* [Task requirements]:
1 - Return the passage of the sulphur leather coral text from "Rhytisma fulvum, the" up to and including "a cone-shaped peduncle.", copied word for word.
2 - Supply the next part of the text on the sulphur leather coral, picking up right after its last sentence.

* [Excerpted text]:
++++++++++

Rhytisma fulvum, the sulphur leather coral, is a species of colonial soft coral in the family Alcyoniidae. It is native to shallow reefs in the Red Sea and the Indo-Pacific region. It was first described by the Swedish naturalist Peter Forsskål in 1775.

==Description==
Rhytisma fulvum is a zooxanthellate species and has two different colour morphs, yellowish-brown and grey. There is no taxonomic difference between these forms. It is an encrusting species forming sheets over the substrate which may mesh together. The polyps are small and packed together in rows, each raised on a cone-shaped peduncle.

==Distribution and habitat==
Rhytisma fulvum is native to the Indo-Pacific region. Its range extends from the Red Sea, Zanzibar and Madagascar, to Indonesia, Papua New Guinea and the Great Barrier Reef in Australia. It is found growing on reefs at depths of between 3 and 40 m. It is a pioneering species, being one of the first species to colonise areas where corals have died or damaged areas of reefs.

++++++++++

* [Available data]:
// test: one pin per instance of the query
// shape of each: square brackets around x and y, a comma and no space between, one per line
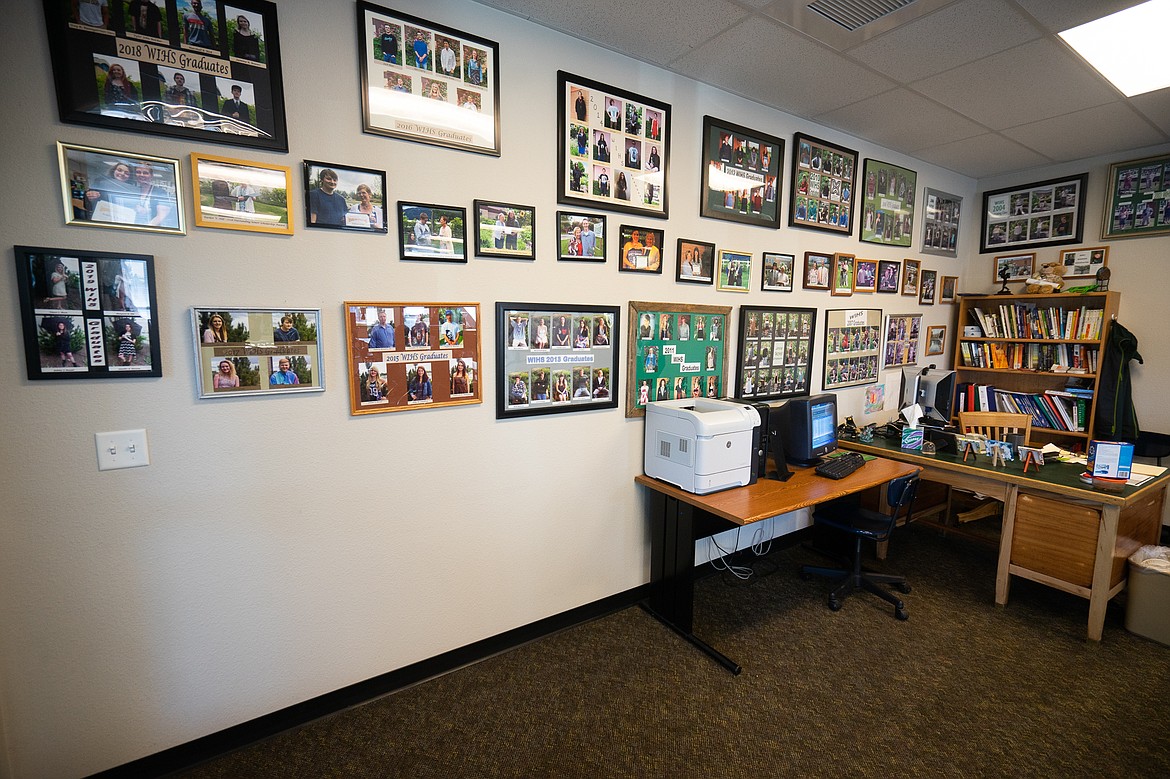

++++++++++

* [Expected results]:
1 -
Rhytisma fulvum, the sulphur leather coral, is a species of colonial soft coral in the family Alcyoniidae. It is native to shallow reefs in the Red Sea and the Indo-Pacific region. It was first described by the Swedish naturalist Peter Forsskål in 1775.

==Description==
Rhytisma fulvum is a zooxanthellate species and has two different colour morphs, yellowish-brown and grey. There is no taxonomic difference between these forms. It is an encrusting species forming sheets over the substrate which may mesh together. The polyps are small and packed together in rows, each raised on a cone-shaped peduncle.

2 -
==Ecology==
Rhytisma fulvum is a dioecious species of soft coral, colonies being either male or female. In the Red Sea, breeding takes place from late June to early August. By this time, the oocytes have been maturing for about ten months and the sperm sacs for seven months. Male colonies liberate sperm into the water column in a spawning event synchronised with the phase of the moon, with shallow-water colonies spawning earlier in the year than deep-water ones. Fertilisation takes place inside the cavities of the polyps in female colonies. The embryos are then brooded on the surface of the colony, entangled in a sticky mucus. After about six days, the planula larvae have completed their development and are liberated and soon settle on the seabed. Each polyp in a female colony produces about twenty eggs, which is a relatively low number, but this is compensated for by the brooding process which maximises the chances of the developing larvae avoiding predation.

In the Red Sea, this soft coral is often preyed on by the nudibranch Marionia levis. The appearance of this seaslug closely resembles the surface of the coral, its gills even mimicking the feeding polyps, and this makes it very well-camouflaged. Its presence is revealed if the coral is touched, because this causes the polyps to retract and the nudibranch's presence is exposed. About a quarter of the corals of this species investigated were found to harbour this nudibranch.